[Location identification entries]
--- Start ---

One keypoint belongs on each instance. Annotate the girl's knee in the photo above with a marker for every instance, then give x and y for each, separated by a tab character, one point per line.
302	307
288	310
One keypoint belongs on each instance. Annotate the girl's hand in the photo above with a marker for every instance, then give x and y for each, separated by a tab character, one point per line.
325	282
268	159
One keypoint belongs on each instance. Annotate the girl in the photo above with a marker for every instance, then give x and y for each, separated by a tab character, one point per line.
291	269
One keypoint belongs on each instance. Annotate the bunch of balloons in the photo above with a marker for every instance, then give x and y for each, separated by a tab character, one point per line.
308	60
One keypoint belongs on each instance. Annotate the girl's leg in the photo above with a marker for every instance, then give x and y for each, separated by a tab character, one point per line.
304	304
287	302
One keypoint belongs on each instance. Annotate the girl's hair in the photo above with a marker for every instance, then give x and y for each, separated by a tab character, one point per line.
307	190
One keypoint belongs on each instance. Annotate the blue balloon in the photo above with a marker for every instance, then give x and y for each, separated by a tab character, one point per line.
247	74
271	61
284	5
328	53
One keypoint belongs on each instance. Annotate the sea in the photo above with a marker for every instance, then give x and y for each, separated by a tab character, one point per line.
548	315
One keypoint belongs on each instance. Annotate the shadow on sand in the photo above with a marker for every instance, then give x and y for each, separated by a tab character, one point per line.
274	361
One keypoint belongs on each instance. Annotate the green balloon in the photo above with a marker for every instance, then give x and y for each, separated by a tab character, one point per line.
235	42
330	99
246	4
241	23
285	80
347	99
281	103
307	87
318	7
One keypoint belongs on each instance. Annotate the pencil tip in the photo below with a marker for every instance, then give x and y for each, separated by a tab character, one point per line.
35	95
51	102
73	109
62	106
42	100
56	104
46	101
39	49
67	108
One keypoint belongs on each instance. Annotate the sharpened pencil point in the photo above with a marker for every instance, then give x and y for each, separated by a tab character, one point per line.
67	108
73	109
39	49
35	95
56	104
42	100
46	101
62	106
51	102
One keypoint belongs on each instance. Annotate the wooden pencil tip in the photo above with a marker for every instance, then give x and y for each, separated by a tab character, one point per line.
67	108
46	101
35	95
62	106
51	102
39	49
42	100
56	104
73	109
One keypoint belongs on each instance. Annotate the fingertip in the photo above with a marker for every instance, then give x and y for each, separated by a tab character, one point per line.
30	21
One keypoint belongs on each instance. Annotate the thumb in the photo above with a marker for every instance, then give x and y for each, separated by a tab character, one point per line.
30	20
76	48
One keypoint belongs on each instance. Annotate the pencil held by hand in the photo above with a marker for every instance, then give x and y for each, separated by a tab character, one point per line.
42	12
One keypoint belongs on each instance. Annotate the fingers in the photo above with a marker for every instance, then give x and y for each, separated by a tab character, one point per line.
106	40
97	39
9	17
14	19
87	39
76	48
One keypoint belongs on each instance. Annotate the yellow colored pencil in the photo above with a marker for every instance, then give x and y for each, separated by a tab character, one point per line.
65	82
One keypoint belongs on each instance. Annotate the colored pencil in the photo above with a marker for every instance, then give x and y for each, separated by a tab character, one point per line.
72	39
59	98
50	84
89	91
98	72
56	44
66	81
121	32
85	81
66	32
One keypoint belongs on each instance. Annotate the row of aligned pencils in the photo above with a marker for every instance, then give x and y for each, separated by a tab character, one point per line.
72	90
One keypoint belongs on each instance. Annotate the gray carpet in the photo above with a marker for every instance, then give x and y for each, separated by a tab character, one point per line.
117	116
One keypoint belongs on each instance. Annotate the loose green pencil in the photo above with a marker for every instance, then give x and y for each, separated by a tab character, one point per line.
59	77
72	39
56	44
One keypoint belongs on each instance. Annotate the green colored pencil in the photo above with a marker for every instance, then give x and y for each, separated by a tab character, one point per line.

--- End ---

WHAT THE EXERCISE ASKS:
Reproduce the stretch of the records from the line containing "One keypoint belongs on each instance. Annotate the row" through the end of the records, requests included, and shift every x and y coordinate in the answers by adding 12.

ANSWER:
One keypoint belongs on each instance. Annotate the row of aligned pencils in the photo above with a marker for every instance, then give x and y for each, separated by a tab character, one point per line.
84	102
One keypoint belongs on each instance. Annotate the gray carpet in the photo above with a marker for every instance, then give x and y for each, separated by a tab character, one point per line.
129	128
One keypoint belongs on each instance. Annotate the loose green pencil in the photo above with a marker for every instance, then give x and y for each, separated by a tab character, one point per line.
71	89
84	51
68	56
One keypoint belongs on each instance. Annotate the green colored pencil in the photo above with a marker for every instance, then give x and y for each, separated by a tab character, one point per line.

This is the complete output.